_Requirement 1:_ In the Educap appeal opinion, how much did plaintiff ask the court to order Shadwin to pay each week?
_Requirement 2:_ Continue the Educap appeal opinion from the point where it stops.

_Provided passage:_

Submitted December 18, 2012

Before Judges Yannotti and Harris.

Plaintiff Educap, Inc. appeals from an order entered by the Law Division on April 13, 2012, which denied its motion pursuant to N.J.S.A. 2A:17-64 to require defendant Shadwin Williams (Shadwin) to pay certain monies out of his income to satisfy a judgment. We reverse.

This appeal arises from the following facts. Plaintiff made a student loan to Jaycee Williams (Jaycee), which was co-signed by her parents, Shadwin and Annie Williams. When Jaycee defaulted on the loan, plaintiff brought suit and a final judgment was entered on March 30, 2010, against defendants in the amount of $28,774.16.

In January 2012, plaintiff filed a motion pursuant to N.J.S.A. 2A:17-50(a) for a wage execution against Jaycee. Jaycee opposed the application in part. In a letter to the court dated January 20, 2012, Jaycee stated that she had been unable to pay the amount of $320 per month that plaintiff had insisted upon. She asserted that she could only afford to pay $50 per week from her weekly salary. After Jaycee provided the court with additional information concerning her income and expenditures, the court entered an order dated March 7, 2012, allowing an execution upon Jaycee's wages in the amount of $50 per week.

On March 14, 2012, plaintiff filed a motion pursuant to N.J.S.A. 2A:17-64 for an order requiring Shadwin to pay monies out of his income to satisfy the judgment. According to the certification of plaintiff's attorney, Jeffrey H. Ward (Ward), $26,879.16 remained due and owing on the judgment. Ward said that Shadwin had completed an information subpoena, which indicated that he was employed in New York and was earning a gross weekly salary of $675. Plaintiff sought an order requiring Shadwin to pay $67.50 per week until the judgment was satisfied.

_Supplied entries:_
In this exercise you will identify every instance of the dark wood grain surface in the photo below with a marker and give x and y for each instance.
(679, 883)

--

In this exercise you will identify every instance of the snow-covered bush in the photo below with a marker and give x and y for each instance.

_Final answer 1:_ $67.50 per week until the judgment was satisfied.

_Final answer 2:_
Shadwin opposed the motion. In a letter dated April 2, 2012, he stated that it was "unclear" what plaintiff was seeking, since Jaycee had already been ordered to pay $50 per week to satisfy the judgment. Shadwin said he did not understand the legal complexity of the matter. He asked for the court's "kind and timely intervention" in the matter since it was posing a "serious hardship" upon him and his family.

The court placed the reasons for the order on the record. The court acknowledged that defendants were jointly and severally liable for the judgment. The court noted that they resided together, and Jaycee was already paying $50 per month out of her income to satisfy the judgment. The court stated that it was "satisfied that the equities require" denial of plaintiff's motion. The court entered an order dated April 13, 2012, denying plaintiff's motion. This appeal followed.

Plaintiff argues that the trial court erred by refusing to order Shadwin to pay a portion of his earnings to satisfy the outstanding judgment. We agree.

"There are two ways that a judgment creditor can reach a debtor's wages to satisfy a judgment against the debtor. He may proceed by wage execution, N.J.S.A. 2A:17-50 to -56 or by an order for installment payment pursuant to N.J.S.A. 2A:17-64." Iqbal v. Mucci, 371 N.J. Super. 65, 68 (App. Div. 2004) (citing Household Fin. Corp. v. Clevenger, 141 N.J. Super. 53, 56 (App. Div. 1976)). An order for installment payments entered pursuant to N.J.S.A. 2A:17-64 is directed towards the debtor, whereas a wage execution order entered pursuant to N.J.S.A. 2A:17-50(a) is levied upon the debtor's employer. Ibid. (citing Clevenger, supra, 141 N.J. Super. at 56).

The wage execution statute permits a judgment creditor to apply to the court and, "where any wages . . . are due and owing to the judgment debtor . . . to the amount of $48 or more a week" then, "upon satisfactory proofs, by affidavit or otherwise, of such facts, the court shall grant an order directing that an execution issue against the wages . . . of the judgment debtor." N.J.S.A. 2A:17-50(a). Once the judgment creditor submits the required proofs, the trial court has no discretion and must issue the requested wage execution. Greate Bay Hotel & Casino v. Guido, 249 N.J. Super. 301, 304 (App. Div. 1991).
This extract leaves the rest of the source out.